O que se pede:
A. Redigite o trecho do texto sobre o processo contra a Fox News que vai de "A Dominion Voting" até "eleições de 2020.", incluindo essas palavras.
B. Traduza para o inglês esta frase do texto sobre o processo contra a Fox News: "A Fox News teve um relacionamento complicado com Trump ao longo dos anos."
C. Dê continuidade ao texto sobre o processo contra a Fox News a partir da última frase apresentada.

Texto do documento:
- - - - -
Um processo de difamação de US$ 1,6 bilhão (cerca de R$ 8,2 bilhões) contra a Fox News mostrou o funcionamento interno da poderosa rede de TV a cabo conservadora dias após a eleição presidencial de 2020 nos Estados Unidos, que terminou com a vitória de Joe Biden sobre Donald Trump.

A Dominion Voting Systems, fabricante de urnas eletrônicas, alega na Justiça que o canal divulgou informações falsas. A Fox afirmou que dispositivos ajudaram Biden e os democratas a "roubarem a eleição".

Para se defender, a empresa convocou dezenas de executivos e jornalistas da Fox para testemunhar, além de usar milhares de mensagens de texto e e-mails dos funcionários do canal.

Essas mensagens mostram as conversas muitas vezes acaloradas que ocorreram a portas fechadas, enquanto a Fox News — que pertence ao magnata Rupert Murdoch — procurava lidar com a tentativa de Trump de anular os resultados das eleições de 2020.

‘Donald Trump cada vez mais louco'

A Fox News teve um relacionamento complicado com Trump ao longo dos anos.

Ele entrou em conflito com a rede nos primeiros dias de sua candidatura presidencial em 2016, mas, depois que chegou à Casa Branca, a cobertura do canal se tornou amplamente positiva para seu governo, principalmente nos programas de opinião no horário nobre apresentados por Tucker Carlson, Sean Hannity e Laura Ingraham.

Nos dias após a derrota para Biden, em 2020, no entanto, os documentos do processo mostram que muitos executivos e apresentadores da Fox criticaram Trump e até zombaram do ex-presidente.

Murdoch, o presidente da Fox News, escreveu em um e-mail que o então presidente dos EUA — e seu advogado, Rudy Giuliani — estavam ficando "cada vez mais loucos" após a eleição.

Carlson, apresentador do programa de maior audiência da rede, disse que odiava Trump "com paixão" e que sua presidência foi um desastre. Ele previu que em breve seu programa seria capaz de ignorar o ex-presidente.

Ele também zombou das empresas de Trump. "Todas elas fracassaram", disse Carlson em um texto para o produtor de seu programa.
- - - - -
Dados de origem:
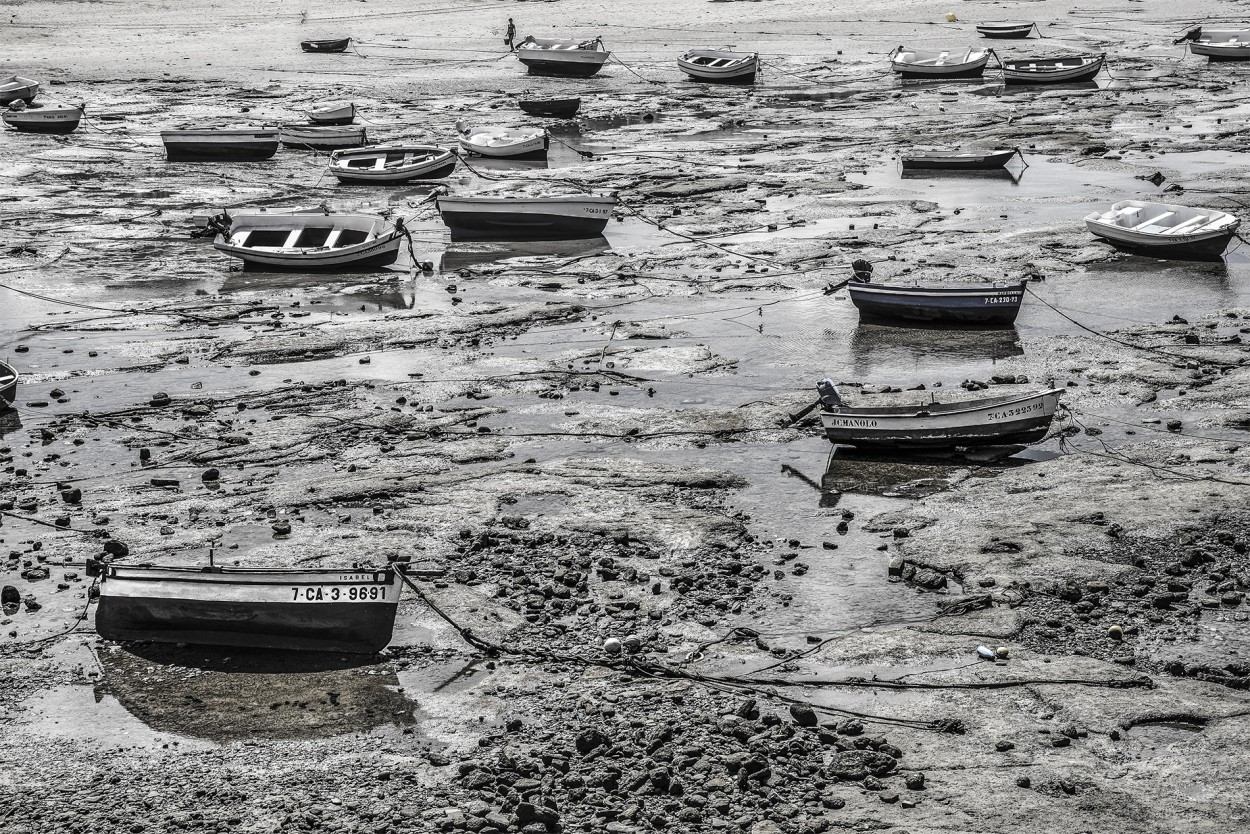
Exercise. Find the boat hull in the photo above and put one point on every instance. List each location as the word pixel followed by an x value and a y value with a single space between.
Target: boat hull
- - - - -
Respostas em ordem:
A.
A Dominion Voting Systems, fabricante de urnas eletrônicas, alega na Justiça que o canal divulgou informações falsas. A Fox afirmou que dispositivos ajudaram Biden e os democratas a "roubarem a eleição".

Para se defender, a empresa convocou dezenas de executivos e jornalistas da Fox para testemunhar, além de usar milhares de mensagens de texto e e-mails dos funcionários do canal.

Essas mensagens mostram as conversas muitas vezes acaloradas que ocorreram a portas fechadas, enquanto a Fox News — que pertence ao magnata Rupert Murdoch — procurava lidar com a tentativa de Trump de anular os resultados das eleições de 2020.

B. Fox News has had a complicated relationship with Trump over the years.

C.
manifestantes contra a Fox News
Reuters
As revelações provocaram protestos do lado de fora da sede da Fox News

Esse é o tipo de opinião compartilhada pelos críticos de Trump — os mesmos que são frequentemente alvo da ira de Carlson em seu programa noturno.

O ex-presidente é conhecido por levar as críticas para o lado pessoal e também por dificilmente esquecê-las. Isso significa que a relação de amor e ódio de Trump com a Fox News pode estar em efervescência no momento em que a campanha presidencial de 2024 esquenta.

Murdoch duvidou das reclamações de Trump

Enquanto os apresentadores da Fox News davam a Trump e seus apoiadores uma plataforma para questionar a legitimidade dos resultados das eleições de 2020, nos bastidores muitos na rede não acreditavam nas alegações do republicano e criticavam a cobertura da rede.

Em novembro, Murdoch disse a Col Allan, editor do jornal New York Post (do mesmo grupo da Fox), que metade do que Trump declarou após a eleição era falso e nocivo.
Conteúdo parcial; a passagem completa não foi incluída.